BRANO DI TESTO =
=====

Ma di chi è la responsabilità?

Chiunque può cadere nella rete di un hater e subire i suoi attacchi, proteggersi è possibile lavorando sulla propria sicurezza psicologica aumentando, così, la sicurezza in sé stessi appoggiando di meno la validazione che arriva dall’esterno, aumentando i propri livelli di consapevolezza, imparando a mettere limiti, aumentando la nostra capacità di pensiero critico e accrescendo la nostra indipendenza così che non siano gli altri a dover soddisfare i nostri bisogni rincorrendo l’esigenza continua di condividere con il mondo intero un qualcosa dal nostro intimo.

Oltre ai nostri comportamenti e facoltà mentali abbiamo anche alcuni strumenti di restrizione disponibili sui social, utili a bloccare e segnalare utenti che agiscono in modo aggressivo o offensivo così da tutelare di più la nostra privacy limitando i dettagli sui social e utilizzando filtri utili a proteggerci.

=====

Voci del dataset:
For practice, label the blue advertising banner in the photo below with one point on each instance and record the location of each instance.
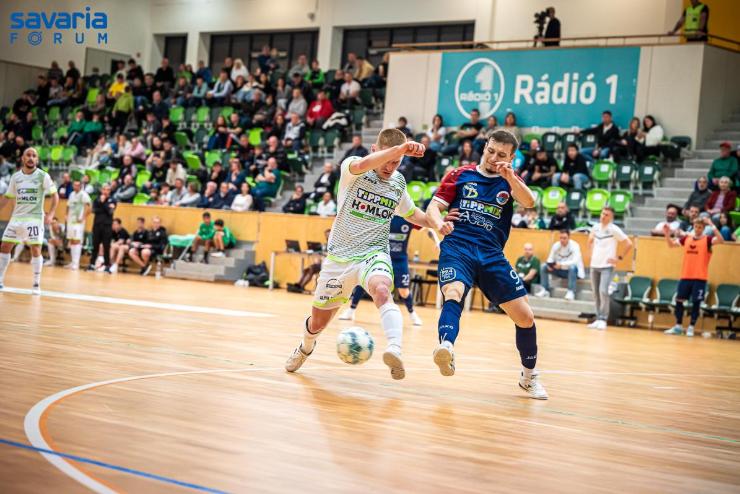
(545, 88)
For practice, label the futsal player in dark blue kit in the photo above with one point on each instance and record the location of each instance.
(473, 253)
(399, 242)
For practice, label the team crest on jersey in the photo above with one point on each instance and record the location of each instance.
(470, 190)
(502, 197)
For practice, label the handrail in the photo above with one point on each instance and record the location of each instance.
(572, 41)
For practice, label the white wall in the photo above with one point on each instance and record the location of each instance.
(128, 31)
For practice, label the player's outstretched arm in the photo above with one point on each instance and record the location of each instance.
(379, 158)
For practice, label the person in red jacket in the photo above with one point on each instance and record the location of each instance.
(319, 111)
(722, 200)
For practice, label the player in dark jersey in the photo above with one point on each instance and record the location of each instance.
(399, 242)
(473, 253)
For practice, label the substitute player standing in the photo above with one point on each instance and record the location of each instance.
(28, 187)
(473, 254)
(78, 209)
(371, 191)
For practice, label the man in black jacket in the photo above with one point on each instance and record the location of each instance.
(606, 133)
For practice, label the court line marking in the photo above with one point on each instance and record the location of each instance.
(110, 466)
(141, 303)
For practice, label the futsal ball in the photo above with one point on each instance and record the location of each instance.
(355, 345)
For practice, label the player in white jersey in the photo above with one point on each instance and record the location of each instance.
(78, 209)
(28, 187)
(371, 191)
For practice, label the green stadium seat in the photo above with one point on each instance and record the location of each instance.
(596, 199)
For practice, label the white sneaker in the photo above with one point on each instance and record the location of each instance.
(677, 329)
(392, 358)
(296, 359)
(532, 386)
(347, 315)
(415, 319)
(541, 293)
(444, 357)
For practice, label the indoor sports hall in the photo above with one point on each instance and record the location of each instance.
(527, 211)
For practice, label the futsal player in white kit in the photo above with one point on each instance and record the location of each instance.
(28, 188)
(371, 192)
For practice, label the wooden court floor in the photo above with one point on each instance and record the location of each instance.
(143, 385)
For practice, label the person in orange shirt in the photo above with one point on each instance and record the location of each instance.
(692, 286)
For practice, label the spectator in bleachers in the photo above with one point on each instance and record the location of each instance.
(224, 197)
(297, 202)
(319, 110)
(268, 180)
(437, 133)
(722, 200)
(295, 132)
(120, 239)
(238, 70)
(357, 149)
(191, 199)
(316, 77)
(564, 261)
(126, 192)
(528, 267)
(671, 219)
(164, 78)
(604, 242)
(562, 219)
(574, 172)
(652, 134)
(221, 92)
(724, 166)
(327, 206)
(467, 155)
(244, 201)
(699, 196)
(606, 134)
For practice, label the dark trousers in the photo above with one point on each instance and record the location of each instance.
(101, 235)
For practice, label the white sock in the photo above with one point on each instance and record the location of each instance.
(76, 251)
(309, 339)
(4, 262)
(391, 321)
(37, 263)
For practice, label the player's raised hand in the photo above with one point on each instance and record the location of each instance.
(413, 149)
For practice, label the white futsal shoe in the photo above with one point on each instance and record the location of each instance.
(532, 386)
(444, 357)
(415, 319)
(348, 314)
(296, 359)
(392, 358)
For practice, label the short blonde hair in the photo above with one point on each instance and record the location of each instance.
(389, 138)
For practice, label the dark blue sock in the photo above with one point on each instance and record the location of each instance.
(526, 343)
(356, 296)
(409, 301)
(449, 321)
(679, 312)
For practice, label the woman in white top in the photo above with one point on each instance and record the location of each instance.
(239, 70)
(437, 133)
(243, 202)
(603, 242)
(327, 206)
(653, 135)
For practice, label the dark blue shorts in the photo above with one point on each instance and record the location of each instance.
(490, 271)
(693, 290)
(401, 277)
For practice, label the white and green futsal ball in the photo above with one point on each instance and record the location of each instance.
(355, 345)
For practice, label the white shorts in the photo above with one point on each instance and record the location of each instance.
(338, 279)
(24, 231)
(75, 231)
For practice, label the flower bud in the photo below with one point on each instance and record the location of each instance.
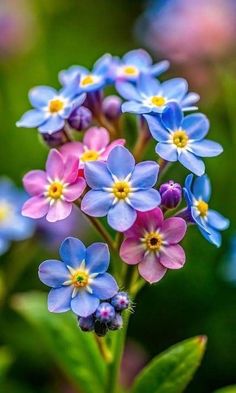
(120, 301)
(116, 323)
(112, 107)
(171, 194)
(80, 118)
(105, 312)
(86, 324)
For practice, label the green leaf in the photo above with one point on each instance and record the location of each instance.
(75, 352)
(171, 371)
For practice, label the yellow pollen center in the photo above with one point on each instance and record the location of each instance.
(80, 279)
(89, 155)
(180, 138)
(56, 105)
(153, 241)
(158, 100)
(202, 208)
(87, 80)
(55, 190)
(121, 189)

=====

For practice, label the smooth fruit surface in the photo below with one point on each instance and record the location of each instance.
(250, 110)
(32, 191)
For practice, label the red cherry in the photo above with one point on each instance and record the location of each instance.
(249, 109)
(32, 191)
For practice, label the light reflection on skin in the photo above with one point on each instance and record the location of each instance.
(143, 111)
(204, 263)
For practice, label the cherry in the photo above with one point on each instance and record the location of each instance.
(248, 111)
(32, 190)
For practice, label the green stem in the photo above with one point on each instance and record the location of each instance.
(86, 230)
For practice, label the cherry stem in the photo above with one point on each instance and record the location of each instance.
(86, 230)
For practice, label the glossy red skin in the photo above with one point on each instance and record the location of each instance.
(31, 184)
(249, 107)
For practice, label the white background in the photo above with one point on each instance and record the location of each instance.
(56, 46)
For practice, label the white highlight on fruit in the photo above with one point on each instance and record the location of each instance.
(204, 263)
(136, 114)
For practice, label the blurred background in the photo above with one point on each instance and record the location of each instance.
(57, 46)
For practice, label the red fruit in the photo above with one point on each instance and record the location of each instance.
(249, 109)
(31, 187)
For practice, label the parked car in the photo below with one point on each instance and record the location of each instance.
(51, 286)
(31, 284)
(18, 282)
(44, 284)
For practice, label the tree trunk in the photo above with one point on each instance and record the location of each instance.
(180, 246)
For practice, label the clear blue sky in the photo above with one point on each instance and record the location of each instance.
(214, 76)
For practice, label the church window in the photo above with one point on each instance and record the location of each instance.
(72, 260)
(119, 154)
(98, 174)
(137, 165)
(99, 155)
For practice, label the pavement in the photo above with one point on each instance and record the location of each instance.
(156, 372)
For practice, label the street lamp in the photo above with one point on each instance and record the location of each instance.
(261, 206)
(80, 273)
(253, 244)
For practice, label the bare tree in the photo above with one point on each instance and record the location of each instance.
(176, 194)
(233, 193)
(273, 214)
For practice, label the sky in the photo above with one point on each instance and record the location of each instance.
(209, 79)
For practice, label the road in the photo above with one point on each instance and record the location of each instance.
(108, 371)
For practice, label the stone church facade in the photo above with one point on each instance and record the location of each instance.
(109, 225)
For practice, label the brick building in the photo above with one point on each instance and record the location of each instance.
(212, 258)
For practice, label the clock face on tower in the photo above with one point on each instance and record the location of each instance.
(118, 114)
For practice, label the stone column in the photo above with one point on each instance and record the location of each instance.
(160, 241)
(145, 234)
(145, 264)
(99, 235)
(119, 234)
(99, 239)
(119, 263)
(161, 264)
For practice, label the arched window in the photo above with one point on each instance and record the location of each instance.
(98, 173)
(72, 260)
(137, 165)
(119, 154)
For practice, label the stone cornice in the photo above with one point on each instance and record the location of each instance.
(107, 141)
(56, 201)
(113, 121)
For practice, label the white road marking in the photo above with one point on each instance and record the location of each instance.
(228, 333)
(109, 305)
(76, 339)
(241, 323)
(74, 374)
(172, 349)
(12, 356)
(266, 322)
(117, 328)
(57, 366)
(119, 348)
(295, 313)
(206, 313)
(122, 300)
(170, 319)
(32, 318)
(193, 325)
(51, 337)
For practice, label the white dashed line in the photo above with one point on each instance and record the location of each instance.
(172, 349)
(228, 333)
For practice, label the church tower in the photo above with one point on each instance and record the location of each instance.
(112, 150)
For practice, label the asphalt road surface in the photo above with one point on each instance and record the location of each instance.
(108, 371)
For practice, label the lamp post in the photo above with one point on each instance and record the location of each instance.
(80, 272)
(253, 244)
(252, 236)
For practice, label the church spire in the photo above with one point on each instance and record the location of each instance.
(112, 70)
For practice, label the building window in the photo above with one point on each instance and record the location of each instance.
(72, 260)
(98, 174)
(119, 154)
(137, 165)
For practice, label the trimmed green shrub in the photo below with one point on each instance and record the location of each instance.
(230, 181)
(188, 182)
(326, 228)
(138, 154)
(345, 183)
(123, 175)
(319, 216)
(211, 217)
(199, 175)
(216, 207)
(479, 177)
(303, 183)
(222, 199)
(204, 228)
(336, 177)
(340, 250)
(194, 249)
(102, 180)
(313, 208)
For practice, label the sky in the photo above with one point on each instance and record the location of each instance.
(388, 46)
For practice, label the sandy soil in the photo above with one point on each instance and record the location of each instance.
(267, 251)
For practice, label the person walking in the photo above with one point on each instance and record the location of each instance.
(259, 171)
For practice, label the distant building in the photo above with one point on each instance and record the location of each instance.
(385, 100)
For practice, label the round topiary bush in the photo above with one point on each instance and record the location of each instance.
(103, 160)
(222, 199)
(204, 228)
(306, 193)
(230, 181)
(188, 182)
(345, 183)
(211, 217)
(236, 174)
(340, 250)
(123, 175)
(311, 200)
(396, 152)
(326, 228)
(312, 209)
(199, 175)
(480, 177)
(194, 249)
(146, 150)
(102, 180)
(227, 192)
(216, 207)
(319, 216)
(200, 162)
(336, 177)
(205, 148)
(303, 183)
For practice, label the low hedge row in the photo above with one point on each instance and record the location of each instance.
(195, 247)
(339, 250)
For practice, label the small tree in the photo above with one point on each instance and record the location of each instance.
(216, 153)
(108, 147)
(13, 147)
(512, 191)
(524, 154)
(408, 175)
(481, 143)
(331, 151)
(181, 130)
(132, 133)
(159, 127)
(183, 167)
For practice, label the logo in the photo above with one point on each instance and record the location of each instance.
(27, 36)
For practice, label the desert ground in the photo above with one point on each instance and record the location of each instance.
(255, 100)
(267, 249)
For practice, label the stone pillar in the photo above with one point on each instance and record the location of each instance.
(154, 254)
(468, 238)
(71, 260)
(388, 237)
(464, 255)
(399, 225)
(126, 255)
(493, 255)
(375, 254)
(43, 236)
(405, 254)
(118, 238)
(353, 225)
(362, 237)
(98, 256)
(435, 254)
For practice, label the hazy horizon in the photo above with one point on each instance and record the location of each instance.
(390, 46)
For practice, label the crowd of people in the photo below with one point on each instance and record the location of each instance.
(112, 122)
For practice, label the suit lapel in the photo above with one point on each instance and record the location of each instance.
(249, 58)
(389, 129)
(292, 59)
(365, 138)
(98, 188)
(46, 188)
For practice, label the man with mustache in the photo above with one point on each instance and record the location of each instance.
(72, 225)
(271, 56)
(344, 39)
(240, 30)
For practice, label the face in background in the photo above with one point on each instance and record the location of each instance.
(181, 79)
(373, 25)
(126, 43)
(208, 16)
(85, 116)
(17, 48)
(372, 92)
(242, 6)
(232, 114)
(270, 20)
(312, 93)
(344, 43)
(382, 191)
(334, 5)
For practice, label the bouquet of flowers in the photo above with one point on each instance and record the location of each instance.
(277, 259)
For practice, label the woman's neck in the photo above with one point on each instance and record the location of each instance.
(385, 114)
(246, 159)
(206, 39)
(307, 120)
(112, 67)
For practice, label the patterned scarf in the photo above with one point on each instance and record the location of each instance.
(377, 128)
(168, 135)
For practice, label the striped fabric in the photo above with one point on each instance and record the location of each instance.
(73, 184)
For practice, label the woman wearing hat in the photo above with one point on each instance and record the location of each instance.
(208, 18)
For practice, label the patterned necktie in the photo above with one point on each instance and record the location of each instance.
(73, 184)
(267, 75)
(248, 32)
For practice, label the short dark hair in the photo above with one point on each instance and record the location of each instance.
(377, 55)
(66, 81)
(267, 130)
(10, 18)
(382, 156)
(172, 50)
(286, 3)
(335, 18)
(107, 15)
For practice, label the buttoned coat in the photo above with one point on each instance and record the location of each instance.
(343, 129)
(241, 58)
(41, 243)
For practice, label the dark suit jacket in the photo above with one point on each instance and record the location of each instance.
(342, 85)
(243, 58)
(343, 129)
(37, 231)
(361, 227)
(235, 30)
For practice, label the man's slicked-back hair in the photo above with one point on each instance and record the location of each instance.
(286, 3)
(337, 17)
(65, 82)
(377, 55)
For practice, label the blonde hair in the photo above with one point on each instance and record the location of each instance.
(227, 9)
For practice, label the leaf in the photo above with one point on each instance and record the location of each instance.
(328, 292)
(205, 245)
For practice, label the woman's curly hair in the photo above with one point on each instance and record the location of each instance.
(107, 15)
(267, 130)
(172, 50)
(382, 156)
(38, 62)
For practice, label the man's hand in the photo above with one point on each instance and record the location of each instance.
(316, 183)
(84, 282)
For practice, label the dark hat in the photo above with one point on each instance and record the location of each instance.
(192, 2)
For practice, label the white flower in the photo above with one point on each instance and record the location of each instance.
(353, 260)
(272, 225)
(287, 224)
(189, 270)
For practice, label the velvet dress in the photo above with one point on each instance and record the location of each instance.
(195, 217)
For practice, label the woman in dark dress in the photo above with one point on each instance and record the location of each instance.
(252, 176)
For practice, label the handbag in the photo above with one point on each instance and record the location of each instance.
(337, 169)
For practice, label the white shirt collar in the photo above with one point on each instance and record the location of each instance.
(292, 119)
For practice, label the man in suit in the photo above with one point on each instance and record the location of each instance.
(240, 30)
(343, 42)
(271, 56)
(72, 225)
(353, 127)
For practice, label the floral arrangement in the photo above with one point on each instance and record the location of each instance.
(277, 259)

=====

RICHIESTA SCRITTA 1 = Modifica il brano sugli hater riscrivendone la parte che comincia con le parole "Chiunque può cadere" e si chiude dopo "dal nostro intimo.". Al posto di "consapevolezza" metti "autostima".
RICHIESTA SCRITTA 2 = Secondo il brano sugli hater, a che cosa servono gli strumenti di restrizione disponibili sui social?
RICHIESTA SCRITTA 3 = Trasforma in un elenco puntato il paragrafo del brano sugli hater che inizia con "Chiunque può cadere nella rete", mantenendone i fatti principali.

RISPOSTA AL COMPITO 1 =
Chiunque può cadere nella rete di un hater e subire i suoi attacchi, proteggersi è possibile lavorando sulla propria sicurezza psicologica aumentando, così, la sicurezza in sé stessi appoggiando di meno la validazione che arriva dall’esterno, aumentando i propri livelli di autostima, imparando a mettere limiti, aumentando la nostra capacità di pensiero critico e accrescendo la nostra indipendenza così che non siano gli altri a dover soddisfare i nostri bisogni rincorrendo l’esigenza continua di condividere con il mondo intero un qualcosa dal nostro intimo.

RISPOSTA AL COMPITO 2 = Servono a bloccare e segnalare gli utenti che agiscono in modo aggressivo o offensivo.

RISPOSTA AL COMPITO 3 =
- Chiunque può cadere nella rete di un hater e subirne gli attacchi.
- Proteggersi è possibile lavorando sulla propria sicurezza psicologica.
- Bisogna aumentare la sicurezza in sé stessi e appoggiarsi meno alla validazione esterna.
- Bisogna aumentare i propri livelli di consapevolezza.
- Bisogna imparare a mettere limiti.
- Bisogna aumentare la capacità di pensiero critico.
- Bisogna accrescere la propria indipendenza, così che non siano gli altri a soddisfare i nostri bisogni e non si rincorra l'esigenza di condividere con il mondo qualcosa del proprio intimo.